[Information supplied]
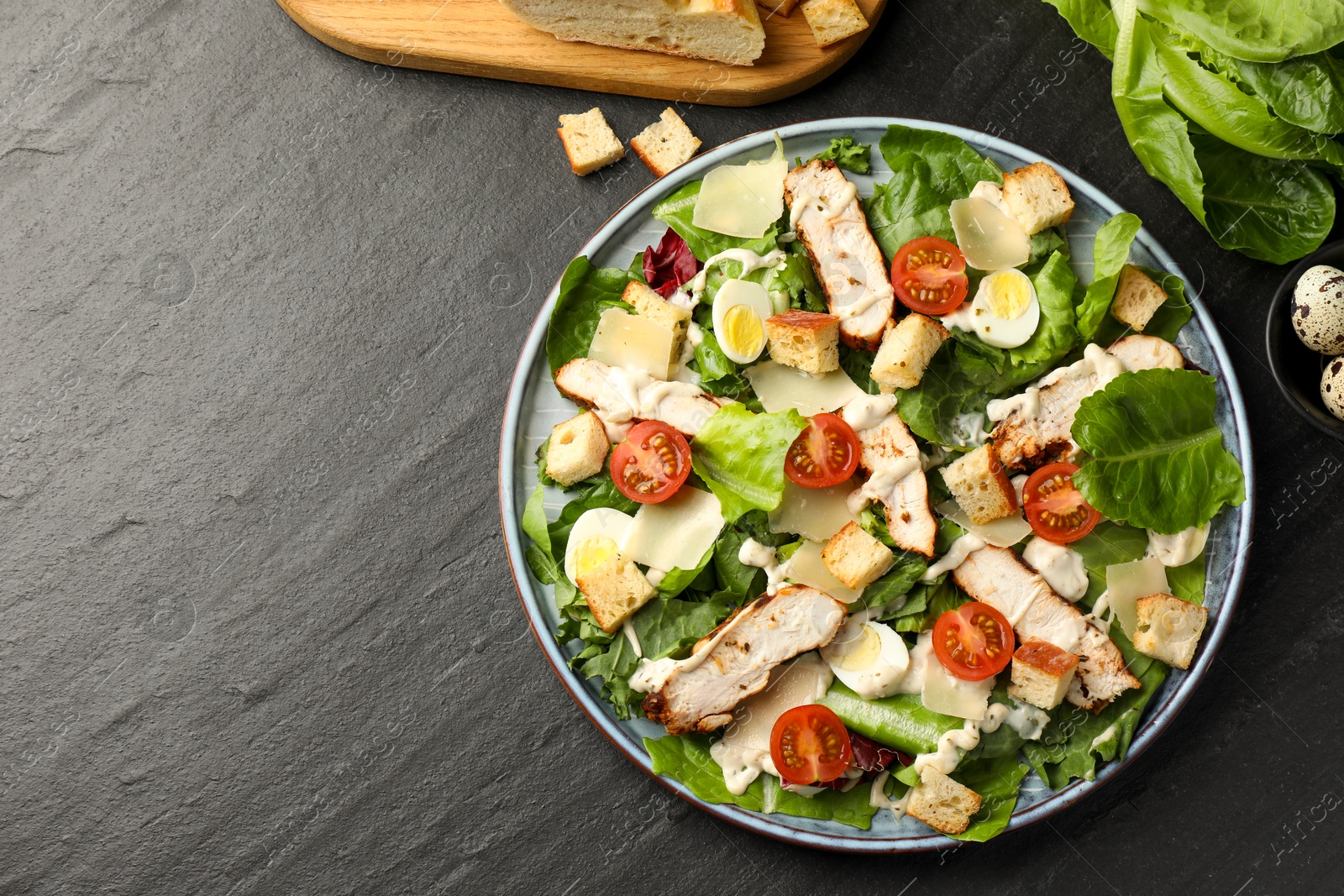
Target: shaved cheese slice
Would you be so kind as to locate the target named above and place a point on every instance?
(952, 696)
(988, 238)
(632, 342)
(813, 513)
(806, 567)
(781, 387)
(795, 684)
(743, 201)
(675, 533)
(1003, 532)
(1126, 582)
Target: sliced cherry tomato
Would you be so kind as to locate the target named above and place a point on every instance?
(824, 454)
(651, 464)
(974, 641)
(810, 745)
(929, 275)
(1055, 510)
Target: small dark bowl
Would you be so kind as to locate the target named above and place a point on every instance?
(1296, 369)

[Your goal]
Rescale the data above by rewriting every line, requests included, with each point coordinate in the answers multiplied by 2.6 and rounded to a whole number, halves rounded up. Leave the pictures out.

[Worked answer]
Target: shaved cheese slice
Would you be so kind as to locate the target named above and place a point on every instance?
(2475, 1810)
(2569, 619)
(1643, 889)
(2114, 1334)
(2096, 1474)
(2031, 1006)
(2067, 1778)
(1932, 523)
(1755, 1386)
(2608, 1383)
(2928, 1513)
Target: sliced cherry tomato
Would you be so kind as to locate the target named above and place a point on every instance?
(2142, 1180)
(1693, 1206)
(2532, 1667)
(2106, 1937)
(2415, 715)
(2743, 1326)
Target: small dark bowl
Would you be so kind as to locate the target named above and place a point on every instance?
(3370, 959)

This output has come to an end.